#### [TASK INPUT]
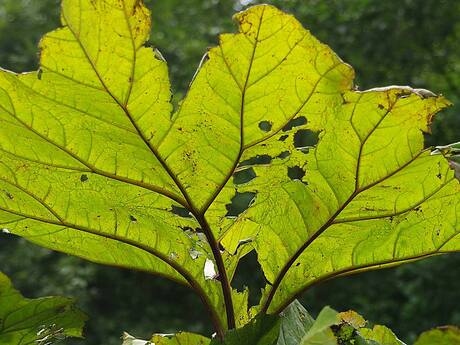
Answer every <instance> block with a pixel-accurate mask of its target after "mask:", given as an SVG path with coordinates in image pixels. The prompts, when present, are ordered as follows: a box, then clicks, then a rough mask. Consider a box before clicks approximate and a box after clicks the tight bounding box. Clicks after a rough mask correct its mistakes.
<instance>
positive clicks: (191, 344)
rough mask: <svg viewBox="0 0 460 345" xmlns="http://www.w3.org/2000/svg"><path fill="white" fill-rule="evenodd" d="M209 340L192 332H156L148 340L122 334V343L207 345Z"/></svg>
mask: <svg viewBox="0 0 460 345" xmlns="http://www.w3.org/2000/svg"><path fill="white" fill-rule="evenodd" d="M209 342H210V339H208V338H205V337H203V336H201V335H198V334H192V333H178V334H174V335H167V334H161V335H159V334H157V335H154V336H153V337H152V339H151V340H150V341H147V340H140V339H136V338H134V337H133V336H131V335H129V334H128V333H125V334H124V335H123V345H208V344H209Z"/></svg>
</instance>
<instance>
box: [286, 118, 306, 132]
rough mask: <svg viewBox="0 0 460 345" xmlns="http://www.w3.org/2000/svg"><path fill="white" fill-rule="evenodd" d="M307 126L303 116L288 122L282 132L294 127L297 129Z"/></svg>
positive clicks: (296, 118) (291, 128) (290, 129)
mask: <svg viewBox="0 0 460 345" xmlns="http://www.w3.org/2000/svg"><path fill="white" fill-rule="evenodd" d="M306 124H307V119H306V118H305V117H304V116H300V117H296V118H295V119H292V120H290V121H289V122H288V123H287V125H286V126H284V127H283V132H287V131H290V130H291V129H293V128H294V127H299V126H303V125H306Z"/></svg>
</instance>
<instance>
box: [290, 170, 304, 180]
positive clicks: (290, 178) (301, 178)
mask: <svg viewBox="0 0 460 345" xmlns="http://www.w3.org/2000/svg"><path fill="white" fill-rule="evenodd" d="M304 176H305V170H304V169H302V168H301V167H299V166H293V167H288V177H289V178H290V179H291V180H293V181H302V178H303V177H304Z"/></svg>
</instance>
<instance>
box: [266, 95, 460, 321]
mask: <svg viewBox="0 0 460 345" xmlns="http://www.w3.org/2000/svg"><path fill="white" fill-rule="evenodd" d="M397 101H398V100H395V101H394V102H393V103H392V104H391V105H390V106H389V107H388V109H386V112H385V113H384V114H383V115H382V117H381V118H380V119H379V121H377V123H376V124H375V125H374V126H373V127H372V128H371V130H370V131H369V133H368V134H367V135H366V136H365V138H364V139H363V140H361V142H360V149H359V153H358V157H357V164H356V172H355V188H354V191H353V193H352V194H351V195H350V196H349V198H348V199H347V200H346V201H345V202H344V203H343V204H342V205H341V206H340V207H339V208H338V209H337V211H336V212H335V213H334V214H333V215H332V216H331V217H330V218H329V219H328V220H327V221H326V223H324V224H323V225H322V226H321V227H320V228H319V229H318V230H317V231H316V232H315V233H314V234H313V235H312V236H311V237H309V238H308V240H307V241H306V242H305V243H304V244H303V245H302V246H301V247H300V248H299V249H298V250H297V251H296V252H295V253H294V255H293V256H292V257H291V258H290V259H289V261H288V262H287V263H286V265H285V266H284V267H283V268H282V269H281V271H280V273H279V274H278V275H277V277H276V278H275V281H274V283H273V285H272V287H271V289H270V292H269V294H268V297H267V299H266V301H265V302H264V304H263V306H262V308H261V312H262V313H266V312H267V311H268V308H269V307H270V304H271V302H272V299H273V297H274V296H275V293H276V291H277V289H278V287H279V286H280V284H281V282H282V280H283V279H284V277H285V275H286V274H287V272H288V271H289V270H290V268H291V267H292V265H293V264H294V263H295V261H296V260H297V259H298V258H299V257H300V255H301V254H302V253H303V252H304V251H305V250H306V249H307V248H308V247H309V246H310V245H311V244H312V243H313V242H314V241H315V240H316V239H317V238H318V237H319V236H320V235H321V234H322V233H324V231H326V230H327V229H328V228H329V227H330V226H331V225H333V224H334V222H335V221H336V219H337V217H338V216H339V215H340V214H341V213H342V211H343V210H344V209H345V208H346V207H347V206H348V205H349V204H350V203H351V202H352V201H353V200H354V199H355V198H356V197H357V196H358V195H359V194H361V193H362V192H364V191H366V190H368V189H370V188H372V187H374V186H376V185H377V184H379V183H382V182H383V181H385V180H387V179H388V178H390V177H392V176H394V175H395V174H397V173H398V172H400V171H401V170H402V169H404V168H405V167H407V166H408V165H409V164H411V163H412V162H414V161H415V160H416V159H417V158H418V157H420V156H421V155H422V154H423V153H424V152H426V151H425V150H421V151H420V152H419V153H418V154H417V155H415V156H413V157H412V158H411V159H410V160H409V161H408V162H406V163H405V164H403V165H401V166H400V167H398V168H397V169H395V170H394V171H393V172H392V173H390V174H388V175H386V176H384V177H383V178H380V179H378V180H376V181H374V182H373V183H370V184H369V185H367V186H364V187H360V186H359V172H360V166H361V156H362V152H363V148H364V146H365V144H366V142H367V140H368V139H369V138H370V137H371V136H372V134H373V133H374V132H375V131H376V130H377V128H378V127H379V126H380V124H381V123H382V122H383V121H384V120H385V118H386V117H387V116H388V115H389V114H390V113H391V111H392V109H393V108H394V106H395V105H396V103H397ZM355 110H356V106H355V107H354V109H353V111H352V117H353V114H354V111H355ZM356 134H357V135H358V133H356ZM358 137H359V136H358ZM449 182H451V181H448V182H447V183H445V184H444V185H442V186H441V188H443V187H444V186H446V185H447V184H448V183H449ZM441 188H439V189H441ZM438 191H439V190H437V191H436V192H438ZM424 201H426V199H425V198H424V200H423V201H422V203H423V202H424ZM416 206H417V205H416ZM416 206H415V207H416ZM409 211H410V210H409ZM406 212H407V211H406Z"/></svg>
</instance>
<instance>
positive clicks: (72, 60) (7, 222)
mask: <svg viewBox="0 0 460 345" xmlns="http://www.w3.org/2000/svg"><path fill="white" fill-rule="evenodd" d="M61 18H62V25H63V27H62V28H60V29H58V30H56V31H53V32H51V33H49V34H47V35H46V36H45V37H44V38H43V39H42V41H41V43H40V48H41V55H40V70H39V71H38V72H33V73H26V74H14V73H11V72H8V71H4V70H1V71H0V122H1V126H0V161H1V164H0V191H1V193H0V222H1V223H2V224H4V226H5V227H7V228H8V229H9V231H10V232H11V233H14V234H17V235H19V236H23V237H25V238H27V239H28V240H30V241H32V242H34V243H37V244H39V245H43V246H45V247H48V248H51V249H54V250H59V251H62V252H65V253H69V254H73V255H77V256H80V257H82V258H85V259H88V260H91V261H94V262H97V263H102V264H107V265H112V266H118V267H126V268H130V269H136V270H141V271H145V272H150V273H155V274H158V275H162V276H166V277H168V278H170V279H172V280H175V281H177V282H179V283H182V284H185V285H188V286H191V287H192V288H193V289H194V290H195V291H196V292H197V293H198V294H199V295H200V297H201V299H202V301H203V302H204V303H205V305H207V307H208V310H209V312H210V315H211V317H212V319H213V321H214V323H215V327H216V329H218V330H222V329H224V328H225V327H226V320H225V310H224V302H223V297H222V295H223V292H222V288H221V284H223V285H226V284H227V285H228V282H227V280H226V279H225V277H223V274H224V273H225V272H224V273H222V272H221V273H220V276H221V278H222V279H221V281H222V283H220V282H219V281H217V280H216V279H215V278H216V275H215V273H216V272H215V271H216V270H217V268H216V266H217V265H216V263H215V260H220V265H221V267H222V266H223V263H222V258H221V257H220V253H219V250H218V249H217V244H216V243H214V242H215V241H214V239H213V237H212V234H210V232H209V230H206V227H207V225H206V224H205V221H204V220H203V219H200V221H198V219H197V218H198V217H197V216H196V215H195V217H192V215H191V212H192V210H193V205H192V204H191V203H190V199H188V197H187V194H186V193H184V192H185V190H184V188H185V187H184V186H183V185H178V184H177V183H176V182H177V181H176V180H177V176H178V175H179V174H180V171H179V170H176V171H175V172H172V171H171V169H170V168H169V167H168V166H167V165H166V163H165V157H164V155H163V154H162V153H160V152H159V144H160V142H161V141H162V140H163V138H164V136H165V135H166V134H167V133H168V132H169V130H170V127H171V125H172V120H171V110H172V105H171V104H170V98H171V93H170V85H169V81H168V70H167V66H166V63H165V62H164V60H163V59H162V58H161V55H159V54H158V53H157V52H156V51H155V50H154V49H152V48H146V47H144V46H143V45H144V43H145V41H146V40H147V38H148V36H149V34H150V14H149V12H148V10H147V9H146V8H145V7H144V5H143V4H142V2H140V1H137V0H124V1H118V0H107V1H102V0H98V1H90V0H84V1H79V2H75V1H72V0H64V1H63V2H62V15H61ZM185 167H186V166H184V168H185ZM210 243H211V245H210ZM211 246H212V248H211ZM213 252H214V255H215V256H217V258H215V257H214V255H213ZM227 261H231V260H227ZM230 264H231V263H230ZM229 291H230V290H229V288H228V287H226V290H225V292H227V297H228V296H229V294H230V292H229ZM228 300H230V297H228ZM230 309H231V307H230Z"/></svg>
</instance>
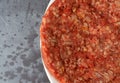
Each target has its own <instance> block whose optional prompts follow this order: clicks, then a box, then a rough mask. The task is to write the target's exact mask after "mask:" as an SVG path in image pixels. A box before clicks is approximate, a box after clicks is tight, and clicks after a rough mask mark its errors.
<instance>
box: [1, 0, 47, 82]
mask: <svg viewBox="0 0 120 83" xmlns="http://www.w3.org/2000/svg"><path fill="white" fill-rule="evenodd" d="M48 2H49V0H0V83H49V81H48V78H47V76H46V73H45V71H44V68H43V65H42V61H41V56H40V48H39V26H40V22H41V18H42V15H43V14H44V11H45V9H46V7H47V4H48Z"/></svg>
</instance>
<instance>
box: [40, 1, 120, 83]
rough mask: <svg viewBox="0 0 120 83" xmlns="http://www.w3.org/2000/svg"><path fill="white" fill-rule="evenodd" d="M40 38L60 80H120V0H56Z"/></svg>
mask: <svg viewBox="0 0 120 83" xmlns="http://www.w3.org/2000/svg"><path fill="white" fill-rule="evenodd" d="M40 38H41V39H40V41H41V52H42V57H43V60H44V63H45V66H46V67H47V69H48V70H49V72H50V73H51V74H52V75H53V76H54V77H55V78H56V79H57V80H58V81H59V83H120V0H55V2H54V3H53V4H52V5H51V6H50V7H49V8H48V10H47V11H46V13H45V15H44V16H43V19H42V23H41V27H40Z"/></svg>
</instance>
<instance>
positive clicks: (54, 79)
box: [40, 0, 58, 83]
mask: <svg viewBox="0 0 120 83" xmlns="http://www.w3.org/2000/svg"><path fill="white" fill-rule="evenodd" d="M54 1H55V0H50V2H49V4H48V6H47V9H48V8H49V6H50V5H51V4H52V3H53V2H54ZM47 9H46V10H47ZM40 48H41V41H40ZM42 62H43V66H44V69H45V72H46V74H47V76H48V79H49V81H50V83H58V81H57V80H56V79H55V78H54V77H53V76H52V75H51V74H50V73H49V71H48V70H47V68H46V66H45V64H44V60H43V59H42Z"/></svg>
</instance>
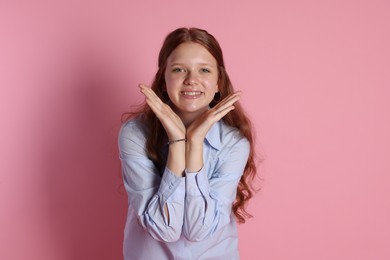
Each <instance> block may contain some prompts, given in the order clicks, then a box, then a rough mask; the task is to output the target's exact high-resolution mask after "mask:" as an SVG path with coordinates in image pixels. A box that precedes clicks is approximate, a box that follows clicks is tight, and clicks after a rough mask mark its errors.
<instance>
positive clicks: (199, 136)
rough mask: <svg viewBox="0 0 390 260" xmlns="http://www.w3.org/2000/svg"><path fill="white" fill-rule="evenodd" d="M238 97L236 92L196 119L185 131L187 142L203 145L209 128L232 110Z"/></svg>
mask: <svg viewBox="0 0 390 260" xmlns="http://www.w3.org/2000/svg"><path fill="white" fill-rule="evenodd" d="M240 95H241V92H236V93H233V94H231V95H229V96H227V97H226V98H224V99H223V100H222V101H221V102H219V103H218V104H217V105H215V106H214V107H213V108H211V109H209V110H207V111H206V112H205V113H203V114H202V115H201V116H200V117H198V118H197V119H196V120H195V121H194V122H193V123H192V124H191V125H190V126H189V127H188V129H187V140H188V141H189V142H197V143H203V140H204V138H205V137H206V134H207V132H208V131H209V130H210V128H211V127H212V126H213V125H214V124H215V123H216V122H217V121H218V120H220V119H221V118H223V117H224V116H225V115H226V114H227V113H229V112H230V111H232V110H233V109H234V105H233V104H234V103H235V102H236V101H237V100H239V99H240Z"/></svg>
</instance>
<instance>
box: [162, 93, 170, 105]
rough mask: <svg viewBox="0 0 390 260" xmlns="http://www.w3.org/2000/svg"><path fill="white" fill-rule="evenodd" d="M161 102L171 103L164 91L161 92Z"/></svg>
mask: <svg viewBox="0 0 390 260" xmlns="http://www.w3.org/2000/svg"><path fill="white" fill-rule="evenodd" d="M163 101H164V103H169V101H171V100H170V99H169V96H168V92H166V91H163Z"/></svg>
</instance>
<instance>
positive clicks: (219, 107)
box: [213, 93, 240, 113]
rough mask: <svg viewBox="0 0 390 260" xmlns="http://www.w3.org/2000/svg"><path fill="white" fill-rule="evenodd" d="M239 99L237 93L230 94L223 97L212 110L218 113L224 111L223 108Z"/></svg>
mask: <svg viewBox="0 0 390 260" xmlns="http://www.w3.org/2000/svg"><path fill="white" fill-rule="evenodd" d="M239 99H240V95H239V94H238V93H237V94H236V93H235V94H233V95H230V96H228V97H226V98H225V99H223V100H222V101H221V102H220V103H218V104H217V105H216V106H215V107H214V108H213V111H214V112H216V113H220V112H222V111H224V110H225V109H227V108H229V107H230V106H232V105H233V104H234V103H235V102H237V101H238V100H239Z"/></svg>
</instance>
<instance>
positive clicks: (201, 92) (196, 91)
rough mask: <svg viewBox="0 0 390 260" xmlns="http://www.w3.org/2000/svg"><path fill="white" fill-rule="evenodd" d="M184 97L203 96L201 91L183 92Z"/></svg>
mask: <svg viewBox="0 0 390 260" xmlns="http://www.w3.org/2000/svg"><path fill="white" fill-rule="evenodd" d="M181 93H182V94H183V95H184V96H197V95H200V94H202V92H200V91H182V92H181Z"/></svg>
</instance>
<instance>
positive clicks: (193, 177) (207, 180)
mask: <svg viewBox="0 0 390 260" xmlns="http://www.w3.org/2000/svg"><path fill="white" fill-rule="evenodd" d="M185 174H186V194H187V195H190V196H202V195H203V196H206V194H208V190H209V179H208V177H207V173H206V171H205V170H204V167H203V168H202V169H201V170H200V171H199V172H187V171H185Z"/></svg>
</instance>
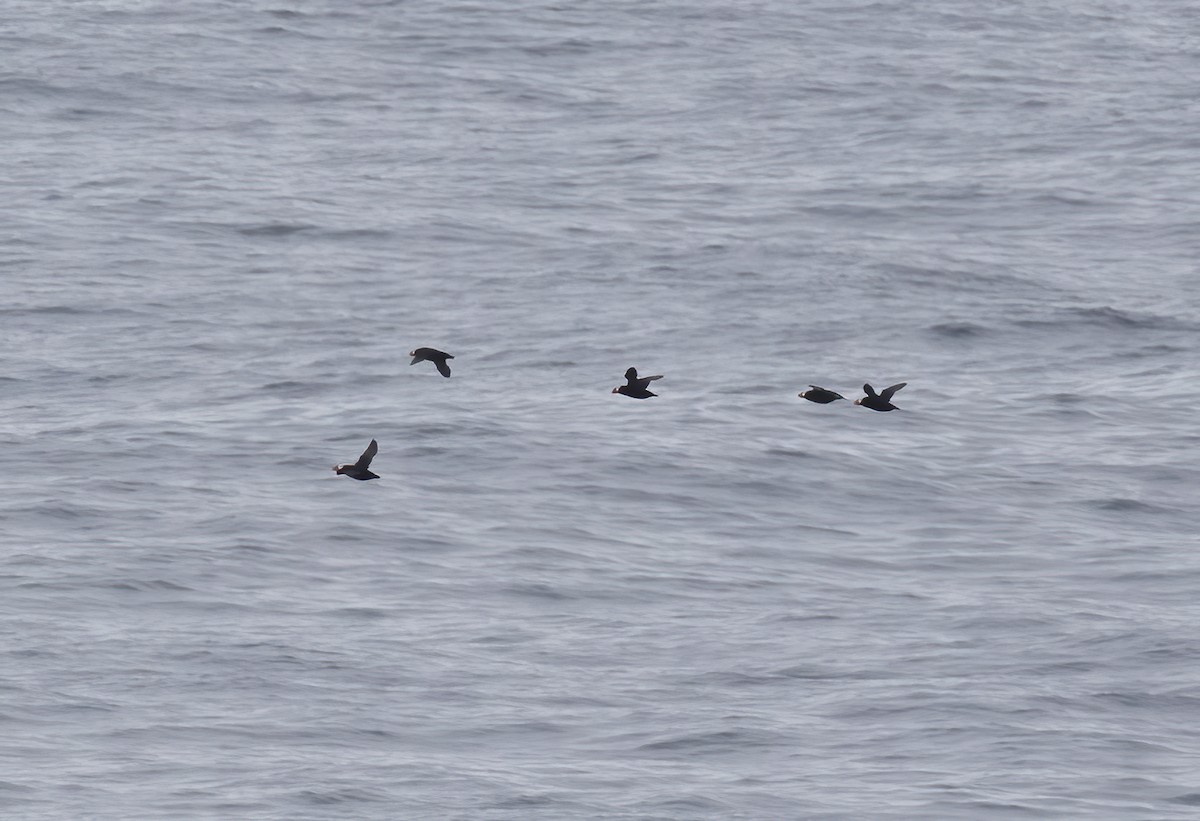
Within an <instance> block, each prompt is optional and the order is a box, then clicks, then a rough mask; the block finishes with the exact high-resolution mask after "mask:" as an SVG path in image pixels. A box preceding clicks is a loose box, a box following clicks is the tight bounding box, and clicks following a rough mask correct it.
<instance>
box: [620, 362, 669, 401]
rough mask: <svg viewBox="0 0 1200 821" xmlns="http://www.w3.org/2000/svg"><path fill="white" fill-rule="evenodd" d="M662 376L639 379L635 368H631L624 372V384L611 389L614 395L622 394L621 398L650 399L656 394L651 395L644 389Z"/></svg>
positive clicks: (650, 394) (632, 367) (660, 374)
mask: <svg viewBox="0 0 1200 821" xmlns="http://www.w3.org/2000/svg"><path fill="white" fill-rule="evenodd" d="M661 378H662V374H661V373H659V374H658V376H652V377H640V376H637V368H636V367H631V368H629V370H628V371H625V384H623V385H617V386H616V388H613V389H612V392H614V394H622V395H623V396H630V397H632V398H650V397H652V396H658V394H652V392H650V391H648V390H647V389H646V388H647V385H649V384H650V383H652V382H654V380H655V379H661Z"/></svg>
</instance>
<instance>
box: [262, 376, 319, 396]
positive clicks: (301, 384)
mask: <svg viewBox="0 0 1200 821" xmlns="http://www.w3.org/2000/svg"><path fill="white" fill-rule="evenodd" d="M320 388H322V386H320V385H314V384H312V383H308V382H295V380H294V379H284V380H283V382H271V383H268V384H265V385H263V386H262V388H259V390H260V391H265V392H268V394H277V395H281V396H311V395H312V394H313V392H314V391H316V390H319V389H320Z"/></svg>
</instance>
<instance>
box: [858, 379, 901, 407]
mask: <svg viewBox="0 0 1200 821" xmlns="http://www.w3.org/2000/svg"><path fill="white" fill-rule="evenodd" d="M907 384H908V383H907V382H901V383H900V384H899V385H892V386H890V388H884V389H883V390H882V391H880V394H878V395H876V392H875V389H874V388H871V386H870V385H863V392H865V394H866V396H864V397H863V398H860V400H854V404H862V406H863V407H864V408H870V409H871V410H895V409H896V406H894V404H892V395H893V394H895V392H896V391H898V390H900V389H901V388H904V386H905V385H907Z"/></svg>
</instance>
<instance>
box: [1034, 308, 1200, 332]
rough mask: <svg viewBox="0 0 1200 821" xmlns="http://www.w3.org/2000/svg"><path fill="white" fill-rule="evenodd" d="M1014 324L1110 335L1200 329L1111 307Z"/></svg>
mask: <svg viewBox="0 0 1200 821" xmlns="http://www.w3.org/2000/svg"><path fill="white" fill-rule="evenodd" d="M1014 324H1016V325H1018V326H1020V328H1049V329H1056V330H1062V329H1067V328H1096V329H1100V330H1110V331H1139V330H1154V331H1194V330H1198V329H1200V325H1198V323H1195V322H1188V320H1184V319H1182V318H1180V317H1172V316H1162V314H1154V313H1146V312H1138V311H1126V310H1121V308H1116V307H1112V306H1110V305H1100V306H1092V307H1069V308H1062V310H1060V311H1056V312H1055V313H1051V314H1050V316H1044V317H1037V318H1030V319H1016V320H1015V322H1014Z"/></svg>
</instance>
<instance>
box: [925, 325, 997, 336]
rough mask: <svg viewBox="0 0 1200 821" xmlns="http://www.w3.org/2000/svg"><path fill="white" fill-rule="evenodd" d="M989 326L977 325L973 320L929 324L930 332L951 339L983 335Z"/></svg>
mask: <svg viewBox="0 0 1200 821" xmlns="http://www.w3.org/2000/svg"><path fill="white" fill-rule="evenodd" d="M988 330H989V329H988V328H985V326H983V325H977V324H976V323H973V322H943V323H938V324H936V325H930V326H929V332H930V334H932V335H934V336H940V337H943V338H949V340H968V338H974V337H978V336H983V335H984V334H986V332H988Z"/></svg>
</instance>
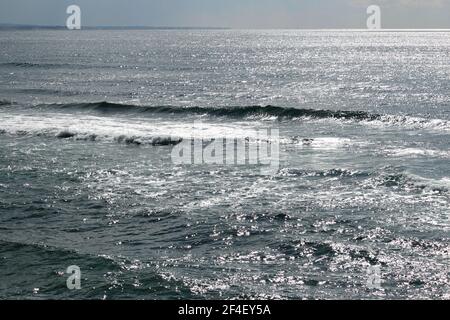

#### [WHAT IS NEEDED]
Go back to the listing above. Copy word for word the lines from the one with "box: [286, 118, 306, 132]" through the one with "126L303 116L288 122L282", and nothing more.

#### [ANSWER SPACE]
box: [286, 118, 306, 132]
rough mask: <svg viewBox="0 0 460 345" xmlns="http://www.w3.org/2000/svg"><path fill="white" fill-rule="evenodd" d="M307 126L303 116L288 122L282 132L294 127L297 129Z"/></svg>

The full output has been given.